[DATA FOR PROCESSING Boundary: Start]
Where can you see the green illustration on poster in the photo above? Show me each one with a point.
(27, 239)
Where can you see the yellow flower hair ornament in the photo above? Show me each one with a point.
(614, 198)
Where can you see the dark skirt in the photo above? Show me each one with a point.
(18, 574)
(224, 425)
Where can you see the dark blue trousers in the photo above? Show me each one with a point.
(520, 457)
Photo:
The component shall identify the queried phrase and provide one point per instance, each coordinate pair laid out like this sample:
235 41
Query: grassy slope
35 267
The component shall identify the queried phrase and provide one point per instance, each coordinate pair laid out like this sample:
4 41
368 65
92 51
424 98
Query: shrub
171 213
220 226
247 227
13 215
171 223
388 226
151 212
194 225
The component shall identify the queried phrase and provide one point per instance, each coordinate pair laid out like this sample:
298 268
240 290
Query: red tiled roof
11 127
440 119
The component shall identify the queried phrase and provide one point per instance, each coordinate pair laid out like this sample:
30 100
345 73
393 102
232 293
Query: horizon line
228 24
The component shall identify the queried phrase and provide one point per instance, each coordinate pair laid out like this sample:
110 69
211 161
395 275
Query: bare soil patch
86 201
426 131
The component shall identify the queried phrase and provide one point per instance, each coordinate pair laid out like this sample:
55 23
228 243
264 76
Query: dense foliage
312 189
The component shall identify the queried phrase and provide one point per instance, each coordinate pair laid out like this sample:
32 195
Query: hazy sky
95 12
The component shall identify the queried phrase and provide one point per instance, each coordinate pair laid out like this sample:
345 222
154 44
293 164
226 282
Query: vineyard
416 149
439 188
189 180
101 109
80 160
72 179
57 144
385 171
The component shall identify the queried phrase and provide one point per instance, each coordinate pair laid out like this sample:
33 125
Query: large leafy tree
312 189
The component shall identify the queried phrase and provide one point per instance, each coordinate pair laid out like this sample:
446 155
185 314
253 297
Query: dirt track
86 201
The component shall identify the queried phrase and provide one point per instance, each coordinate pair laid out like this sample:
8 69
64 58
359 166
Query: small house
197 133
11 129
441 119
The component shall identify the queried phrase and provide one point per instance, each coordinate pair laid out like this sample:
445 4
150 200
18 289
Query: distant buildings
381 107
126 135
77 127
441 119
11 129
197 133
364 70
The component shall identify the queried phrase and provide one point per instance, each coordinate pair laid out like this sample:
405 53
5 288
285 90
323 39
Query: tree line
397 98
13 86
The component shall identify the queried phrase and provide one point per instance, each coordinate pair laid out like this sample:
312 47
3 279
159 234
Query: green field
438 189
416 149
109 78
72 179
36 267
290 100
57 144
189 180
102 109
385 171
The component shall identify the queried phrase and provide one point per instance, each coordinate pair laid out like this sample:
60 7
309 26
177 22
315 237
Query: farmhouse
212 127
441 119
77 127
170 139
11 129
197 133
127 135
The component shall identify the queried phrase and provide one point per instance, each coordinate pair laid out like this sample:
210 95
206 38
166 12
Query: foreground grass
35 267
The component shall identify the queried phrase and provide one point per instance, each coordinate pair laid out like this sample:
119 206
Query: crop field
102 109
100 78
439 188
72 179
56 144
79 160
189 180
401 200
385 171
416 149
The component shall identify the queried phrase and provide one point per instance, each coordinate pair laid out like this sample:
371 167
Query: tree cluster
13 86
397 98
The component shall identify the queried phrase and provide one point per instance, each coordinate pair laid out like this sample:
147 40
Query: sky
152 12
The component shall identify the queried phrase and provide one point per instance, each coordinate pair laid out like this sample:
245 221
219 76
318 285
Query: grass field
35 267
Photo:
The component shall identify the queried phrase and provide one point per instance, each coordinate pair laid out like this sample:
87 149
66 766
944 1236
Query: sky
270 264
[DATA FOR PROCESSING Boundary: End]
▶ _WHAT IS BEING ASKED_: Repeat the data in full. Alter nothing.

▶ _YOUR RESPONSE_:
Where can you see the green illustration on poster in the photo above? Show me each one with a point.
(27, 239)
Where can you see the yellow flower hair ornament in the photo above? Show me each one with a point.
(614, 198)
Where can you see the dark skirt in the photo above? Show me each one with a point.
(18, 574)
(224, 425)
Where can you see the dark blue trousers in the photo above? Show me each one with a point.
(520, 457)
Photo:
The component shall identify the queried phrase and provide one point per instance, each coordinate pair laid out like this sample:
235 41
Query: grassy slope
35 267
The component shall identify the queried phrase and provide one point per instance, each coordinate pair laid out like this sample:
4 41
368 65
92 51
424 98
Query: shrub
171 213
220 226
247 227
13 215
171 223
388 226
151 212
194 225
The component shall identify the queried phrase and provide one point per instance, each coordinate pair laid out like this sample:
298 268
240 290
Query: red tiled roof
11 127
440 119
The component shall identify the queried phrase and provide one point per instance, each coordinate pair laid out like this sample:
30 100
345 73
393 102
232 293
Query: horizon line
228 24
The component shall identify the queried phrase and provide one point per instance, each coordinate pair laid out like this sample:
110 69
211 161
395 275
Query: bare soil patch
86 201
426 131
The component shall identify the queried phrase and provide one point per instance, each coordinate pair laid out like this sample:
55 23
228 243
264 76
Query: dense foliage
312 189
The component shall identify the queried phrase and provide one point per instance, each coordinate pair laid out like this sample:
32 195
Query: hazy sky
95 12
The component shall identify the queried phrase and provide one point per instance, each coordinate pair laid out like this sample:
345 222
154 44
293 164
226 282
Query: vineyard
416 149
439 188
189 180
101 109
80 160
72 179
57 144
385 171
The component shall identify the queried phrase and provide one point per instance, each coordinate pair laid out like this sample:
33 125
Query: large leafy tree
312 189
The component shall identify the queried phrase and provide one point per instance, each coordinate pair laid out like this sample:
446 155
185 314
253 297
Query: dirt track
86 201
The component shall identify the queried phrase and provide one point per instance, each coordinate pair laid out like this sample:
8 69
64 58
359 166
Query: small house
197 133
11 129
441 119
The component shall identify the queried phrase and provide one point per instance, each coordinate pair laid out like this sample:
445 4
150 200
18 289
Query: distant buildings
381 107
126 135
77 127
441 119
11 129
197 133
364 70
The component shall identify the queried phrase and provide one point per instance, each coordinate pair laid out like this sample:
405 53
5 288
285 90
323 39
Query: tree line
397 98
13 86
The component shall identify the queried phrase and provide one point per instance, each coordinate pair laid out like this sample:
312 47
3 279
159 234
Query: green field
438 189
416 149
109 78
72 179
36 267
290 100
57 144
189 180
102 109
385 171
The component shall identify the queried phrase and provide one point per instance, each coordinate pair laid out like this sample:
60 7
309 26
177 22
315 237
Query: farmhouse
212 127
441 119
77 127
170 139
11 129
197 133
127 135
The component shall identify the queried phrase and provide one point per instance, each coordinate pair laid out like this sample:
210 95
206 38
166 12
Query: foreground grass
35 267
The component shall identify the queried phrase and provide one point per instance, each coordinate pair laid out like this sample:
119 206
Query: crop field
102 109
100 78
439 188
72 179
56 144
79 160
189 180
401 200
385 171
416 149
The component shall identify the queried phrase and provide one point per instance, each coordinate pair laid out like this sample:
371 167
Query: tree cluster
13 86
397 98
The component shall identify the queried phrase and provide one point per instance, each coordinate pair laid out like this sample:
147 40
Query: sky
152 12
The component shall identify the queried phrase and provide one point per instance, each coordinate pair laid out like this sample:
245 221
219 76
318 285
Query: grass field
35 267
Photo:
The component shall identify the queried phrase and provide one point per instance, each coordinate pair laid out like this sample:
87 149
66 766
944 1236
Query: sky
270 264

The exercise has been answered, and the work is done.